▸ Seleção
━━━━━━

17 Novembro 2021, 07h41

Portugal arrisca uma multa de Bruxelas por não ter transposto ainda a nova diretiva de resolução bancária, que é essencial para a União Bancária em curso. Essa é uma das diretivas cuja transposição está inserida no novo Código de Atividade Bancária que está em análise pelo Ministério das Finanças e ainda não viu a luz do dia. O novo código da banca tem poucas probabilidades de ser introduzido nesta legislatura.

Segundo revelou fonte oficial, a Comissão Europeia tem em curso um procedimento de infração contra Portugal por causa do atraso na transposição da diretiva de resolução BRRD II, que está incluída no novo Código de Atividade Bancária, cujo anteprojeto foi enviado ao Ministério das Finanças em finais de março, mas que aguarda ainda a luz verde do gabinete de João Leão.

━━━━━━

▸ Listagem fornecida
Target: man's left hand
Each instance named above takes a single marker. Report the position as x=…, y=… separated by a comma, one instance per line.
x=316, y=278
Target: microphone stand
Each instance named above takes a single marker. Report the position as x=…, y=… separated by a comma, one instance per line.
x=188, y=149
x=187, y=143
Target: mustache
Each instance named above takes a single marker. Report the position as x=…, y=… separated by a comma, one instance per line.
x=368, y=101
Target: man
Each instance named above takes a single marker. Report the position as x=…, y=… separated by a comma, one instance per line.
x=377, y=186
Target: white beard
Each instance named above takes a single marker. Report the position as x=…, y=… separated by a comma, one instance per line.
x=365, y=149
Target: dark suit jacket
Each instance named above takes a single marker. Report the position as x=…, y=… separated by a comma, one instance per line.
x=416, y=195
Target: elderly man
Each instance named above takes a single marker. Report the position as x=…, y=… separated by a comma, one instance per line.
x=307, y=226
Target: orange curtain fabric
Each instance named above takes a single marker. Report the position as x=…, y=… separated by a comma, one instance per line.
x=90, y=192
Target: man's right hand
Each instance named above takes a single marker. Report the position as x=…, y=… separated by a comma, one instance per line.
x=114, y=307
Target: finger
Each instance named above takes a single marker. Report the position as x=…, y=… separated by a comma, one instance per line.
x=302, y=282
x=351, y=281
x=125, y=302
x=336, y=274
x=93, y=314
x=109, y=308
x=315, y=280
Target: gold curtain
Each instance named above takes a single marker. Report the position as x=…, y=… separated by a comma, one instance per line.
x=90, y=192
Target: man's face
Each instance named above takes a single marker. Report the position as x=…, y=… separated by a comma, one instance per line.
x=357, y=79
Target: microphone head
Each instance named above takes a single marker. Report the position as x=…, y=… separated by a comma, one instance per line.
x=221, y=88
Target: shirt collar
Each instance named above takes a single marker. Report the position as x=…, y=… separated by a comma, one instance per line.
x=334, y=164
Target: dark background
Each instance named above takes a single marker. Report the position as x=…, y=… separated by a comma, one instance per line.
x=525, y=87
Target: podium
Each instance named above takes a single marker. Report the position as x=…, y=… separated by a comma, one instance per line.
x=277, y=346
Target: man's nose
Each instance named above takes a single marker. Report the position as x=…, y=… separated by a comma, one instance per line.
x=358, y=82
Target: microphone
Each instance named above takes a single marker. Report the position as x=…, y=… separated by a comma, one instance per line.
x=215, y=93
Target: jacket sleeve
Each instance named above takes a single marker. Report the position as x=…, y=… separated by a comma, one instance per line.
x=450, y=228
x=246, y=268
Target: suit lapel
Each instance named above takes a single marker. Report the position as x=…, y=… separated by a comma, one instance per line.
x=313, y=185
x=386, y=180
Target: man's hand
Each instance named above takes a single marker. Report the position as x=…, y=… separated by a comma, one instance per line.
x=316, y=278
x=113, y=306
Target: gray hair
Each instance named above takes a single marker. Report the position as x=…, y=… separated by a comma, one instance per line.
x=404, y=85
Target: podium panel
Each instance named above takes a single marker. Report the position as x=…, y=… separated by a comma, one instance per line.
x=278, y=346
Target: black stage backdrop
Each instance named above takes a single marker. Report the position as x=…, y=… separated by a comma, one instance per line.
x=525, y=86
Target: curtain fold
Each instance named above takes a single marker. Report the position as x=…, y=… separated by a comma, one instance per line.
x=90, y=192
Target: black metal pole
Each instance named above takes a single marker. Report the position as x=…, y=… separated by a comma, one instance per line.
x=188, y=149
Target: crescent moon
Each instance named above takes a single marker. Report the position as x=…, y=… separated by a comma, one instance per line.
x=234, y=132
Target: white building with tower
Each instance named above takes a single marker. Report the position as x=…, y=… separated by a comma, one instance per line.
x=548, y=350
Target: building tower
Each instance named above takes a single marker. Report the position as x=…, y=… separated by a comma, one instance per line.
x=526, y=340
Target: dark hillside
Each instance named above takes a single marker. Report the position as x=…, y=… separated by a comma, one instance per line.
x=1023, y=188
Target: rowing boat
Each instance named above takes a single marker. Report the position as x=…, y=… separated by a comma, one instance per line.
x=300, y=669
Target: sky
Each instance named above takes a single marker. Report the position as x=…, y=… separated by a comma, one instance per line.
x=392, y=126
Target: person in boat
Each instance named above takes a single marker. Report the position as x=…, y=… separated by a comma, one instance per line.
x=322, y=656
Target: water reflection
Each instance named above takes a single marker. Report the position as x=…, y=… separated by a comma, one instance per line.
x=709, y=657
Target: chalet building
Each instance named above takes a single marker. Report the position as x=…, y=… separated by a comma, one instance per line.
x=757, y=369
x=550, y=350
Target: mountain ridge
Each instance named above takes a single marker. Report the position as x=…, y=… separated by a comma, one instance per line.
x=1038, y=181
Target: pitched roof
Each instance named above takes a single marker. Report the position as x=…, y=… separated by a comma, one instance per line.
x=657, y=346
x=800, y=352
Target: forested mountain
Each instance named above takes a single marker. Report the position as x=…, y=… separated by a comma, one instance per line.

━━━━━━

▸ Partes do exercício
a) Responde a estas perguntas sobre o texto acerca da diretiva de resolução bancária:
(i) Que ministério está a analisar o novo Código de Atividade Bancária?
(ii) Qual é a diretiva cujo atraso na transposição motivou o procedimento de infração?
(iii) Quando foi enviado o anteprojeto do novo código ao ministério?
b) No texto sobre a diretiva de resolução bancária, reproduz tudo desde "Portugal arrisca uma" até "de João Leão.", mudando o nome "Código de Atividade Bancária" para "Código Bancário".

▸ Soluções das tarefas
a)
(i) O Ministério das Finanças.
(ii) A diretiva de resolução BRRD II.
(iii) Em finais de março.

b)
Portugal arrisca uma multa de Bruxelas por não ter transposto ainda a nova diretiva de resolução bancária, que é essencial para a União Bancária em curso. Essa é uma das diretivas cuja transposição está inserida no novo Código Bancário que está em análise pelo Ministério das Finanças e ainda não viu a luz do dia. O novo código da banca tem poucas probabilidades de ser introduzido nesta legislatura.

Segundo revelou fonte oficial, a Comissão Europeia tem em curso um procedimento de infração contra Portugal por causa do atraso na transposição da diretiva de resolução BRRD II, que está incluída no novo Código Bancário, cujo anteprojeto foi enviado ao Ministério das Finanças em finais de março, mas que aguarda ainda a luz verde do gabinete de João Leão.